◆ **What you should do**: Images should be left out, and everything else in the listing reproduced exactly.
========================================
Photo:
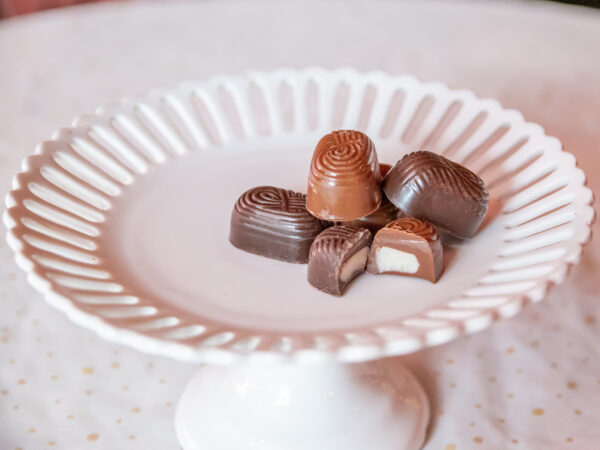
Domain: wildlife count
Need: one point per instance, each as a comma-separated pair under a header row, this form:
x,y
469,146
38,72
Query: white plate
x,y
122,219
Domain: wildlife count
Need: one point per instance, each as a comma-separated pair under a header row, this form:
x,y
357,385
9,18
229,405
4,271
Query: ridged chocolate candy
x,y
428,186
409,247
379,219
337,256
343,182
273,222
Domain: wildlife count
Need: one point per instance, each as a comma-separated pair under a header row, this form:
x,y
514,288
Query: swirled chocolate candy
x,y
343,182
384,169
337,256
408,247
379,219
428,186
273,222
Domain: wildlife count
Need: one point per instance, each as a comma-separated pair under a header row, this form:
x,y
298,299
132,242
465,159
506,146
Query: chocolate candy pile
x,y
359,215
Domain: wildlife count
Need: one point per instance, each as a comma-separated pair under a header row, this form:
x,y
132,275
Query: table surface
x,y
527,383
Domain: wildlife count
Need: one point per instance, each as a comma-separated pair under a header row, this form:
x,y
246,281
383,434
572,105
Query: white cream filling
x,y
353,264
392,260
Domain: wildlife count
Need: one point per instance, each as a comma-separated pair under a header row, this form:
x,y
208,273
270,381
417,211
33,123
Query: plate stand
x,y
321,406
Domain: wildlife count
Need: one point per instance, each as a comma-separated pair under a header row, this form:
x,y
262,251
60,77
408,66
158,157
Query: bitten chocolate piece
x,y
408,247
344,178
428,186
274,222
337,256
379,219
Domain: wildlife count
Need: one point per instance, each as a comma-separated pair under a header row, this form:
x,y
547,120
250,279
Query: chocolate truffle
x,y
274,222
337,256
408,247
428,186
384,169
343,182
379,219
========================================
◆ **Output**:
Photo:
Domain: wildlife count
Need: one point per instance, each as a comma-separated pair under a header row, this form:
x,y
469,146
38,72
Query: white plate
x,y
122,219
Domain: wildlife count
Need: one point per instance, each as a comma-separated pair under a header row, this form:
x,y
357,385
9,18
229,405
4,271
Query: ridged chocolate candy
x,y
428,186
409,247
379,219
337,256
343,182
273,222
Domain: wildlife count
Need: one point per instance, each as a comma-separated pair under a header row, this form:
x,y
514,288
Query: swirled chocolate candy
x,y
343,182
384,169
337,256
408,247
379,219
428,186
273,222
Domain: wildlife count
Need: one point per instance, each as a comma-separated pair under a header row, this form:
x,y
298,299
132,242
465,159
506,146
Query: chocolate candy pile
x,y
359,215
Domain: wildlife count
Need: one point per instance, each as a comma-separated pair under a header row, this form:
x,y
132,275
Query: table surface
x,y
527,383
Domain: wildlife count
Need: one point per instance, each as a comma-separated pair under a header row, this form:
x,y
246,281
383,434
572,105
Query: white cream filling
x,y
353,264
392,260
Domain: wildlife count
Need: one point per instance, each as a comma-separated pair under a header row, this form:
x,y
208,273
270,381
417,211
33,123
Query: plate stand
x,y
321,406
Domain: wildlife count
Need: one point per instance, each as a comma-separated pair under a header row, this form:
x,y
262,251
60,77
408,66
158,157
Query: bitten chocolate piece
x,y
408,247
344,178
428,186
274,222
337,256
379,219
Domain: wildlife count
Need: one point per instance, each as a comma-separated pair under a header row, this form:
x,y
547,120
250,279
Query: chocolate truffle
x,y
274,222
337,256
408,247
428,186
384,169
343,182
379,219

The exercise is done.